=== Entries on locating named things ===
◇ ◇ ◇ ◇ ◇ ◇ ◇

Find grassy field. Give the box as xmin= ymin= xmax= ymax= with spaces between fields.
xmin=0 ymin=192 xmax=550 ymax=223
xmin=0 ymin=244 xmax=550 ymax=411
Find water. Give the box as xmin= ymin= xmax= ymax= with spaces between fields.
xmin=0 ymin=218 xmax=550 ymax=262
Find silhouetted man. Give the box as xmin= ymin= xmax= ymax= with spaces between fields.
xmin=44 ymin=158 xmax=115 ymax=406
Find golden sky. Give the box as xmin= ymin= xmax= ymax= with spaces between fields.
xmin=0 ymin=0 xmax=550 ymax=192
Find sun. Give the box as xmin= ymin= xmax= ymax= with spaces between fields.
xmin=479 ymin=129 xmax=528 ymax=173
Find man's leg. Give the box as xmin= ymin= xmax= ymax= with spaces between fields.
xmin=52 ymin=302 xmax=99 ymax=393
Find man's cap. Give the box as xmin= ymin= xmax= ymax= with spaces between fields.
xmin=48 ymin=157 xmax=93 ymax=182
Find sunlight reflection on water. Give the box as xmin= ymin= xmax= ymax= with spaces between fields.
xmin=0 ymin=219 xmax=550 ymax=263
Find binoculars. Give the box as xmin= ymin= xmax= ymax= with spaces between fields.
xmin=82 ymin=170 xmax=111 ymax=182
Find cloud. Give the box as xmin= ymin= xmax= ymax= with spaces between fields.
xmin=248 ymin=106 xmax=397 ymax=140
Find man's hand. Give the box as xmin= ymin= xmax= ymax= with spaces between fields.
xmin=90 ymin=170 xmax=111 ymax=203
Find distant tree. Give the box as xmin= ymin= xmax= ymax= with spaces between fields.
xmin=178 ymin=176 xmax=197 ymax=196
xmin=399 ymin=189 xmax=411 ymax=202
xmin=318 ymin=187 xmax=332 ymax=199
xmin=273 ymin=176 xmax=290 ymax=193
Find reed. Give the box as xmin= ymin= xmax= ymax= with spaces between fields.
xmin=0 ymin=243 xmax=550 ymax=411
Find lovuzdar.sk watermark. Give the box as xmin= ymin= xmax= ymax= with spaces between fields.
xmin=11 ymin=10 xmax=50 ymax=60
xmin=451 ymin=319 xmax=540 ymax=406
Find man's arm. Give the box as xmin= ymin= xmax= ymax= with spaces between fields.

◇ ◇ ◇ ◇ ◇ ◇ ◇

=== REQUIREMENTS ===
Retype the entries above word for word.

=== RIGHT ANSWER ===
Find grassy field. Give the box as xmin= ymin= xmax= ymax= with spaces between fields.
xmin=0 ymin=192 xmax=550 ymax=223
xmin=0 ymin=244 xmax=550 ymax=411
Find water. Give the box as xmin= ymin= xmax= ymax= with spaces between fields.
xmin=0 ymin=218 xmax=550 ymax=262
Find silhouetted man. Give the box as xmin= ymin= xmax= ymax= with spaces between fields.
xmin=44 ymin=158 xmax=115 ymax=406
Find golden sky. Give the box as xmin= ymin= xmax= ymax= with spaces between fields.
xmin=0 ymin=0 xmax=550 ymax=192
Find sun. Give the box as xmin= ymin= xmax= ymax= with spaces between fields.
xmin=479 ymin=129 xmax=528 ymax=173
Find man's leg. Give the box as xmin= ymin= xmax= ymax= with spaces between fields.
xmin=52 ymin=302 xmax=99 ymax=393
Find man's cap. Give the box as xmin= ymin= xmax= ymax= with spaces between fields.
xmin=48 ymin=157 xmax=93 ymax=182
Find sunlight reflection on water. Give the box as xmin= ymin= xmax= ymax= with spaces between fields.
xmin=0 ymin=219 xmax=550 ymax=263
Find binoculars. Give the box as xmin= ymin= xmax= ymax= with spaces between fields.
xmin=82 ymin=170 xmax=111 ymax=182
Find cloud. Give the box as xmin= ymin= xmax= ymax= with spaces between fields.
xmin=248 ymin=106 xmax=397 ymax=140
Find man's hand. Give the box as xmin= ymin= xmax= ymax= with spaces between fields.
xmin=90 ymin=170 xmax=111 ymax=203
Find distant tree. Give the box as xmin= ymin= xmax= ymax= with spaces between fields.
xmin=178 ymin=176 xmax=197 ymax=196
xmin=399 ymin=189 xmax=411 ymax=202
xmin=318 ymin=187 xmax=332 ymax=199
xmin=273 ymin=176 xmax=290 ymax=193
Find reed. Give the box as xmin= ymin= xmax= ymax= with spaces between fields.
xmin=0 ymin=243 xmax=550 ymax=411
Find lovuzdar.sk watermark. Give the box as xmin= ymin= xmax= ymax= with spaces between fields.
xmin=11 ymin=10 xmax=50 ymax=60
xmin=451 ymin=319 xmax=540 ymax=406
Find man's arm. Give the box as xmin= ymin= xmax= ymax= with spaces between fields.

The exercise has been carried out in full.